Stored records
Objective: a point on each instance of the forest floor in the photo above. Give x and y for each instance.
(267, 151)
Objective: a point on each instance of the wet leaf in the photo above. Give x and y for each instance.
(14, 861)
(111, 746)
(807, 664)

* **About this task**
This calls for repeating all of the records, character for character.

* **Solution to the problem**
Objective: a point on each instance of the forest floor in the photo above. Give x and y for each instance.
(267, 151)
Objective: a point on each instance of the wet leaf in the photo above. Give x and y for each instance.
(14, 861)
(111, 746)
(807, 664)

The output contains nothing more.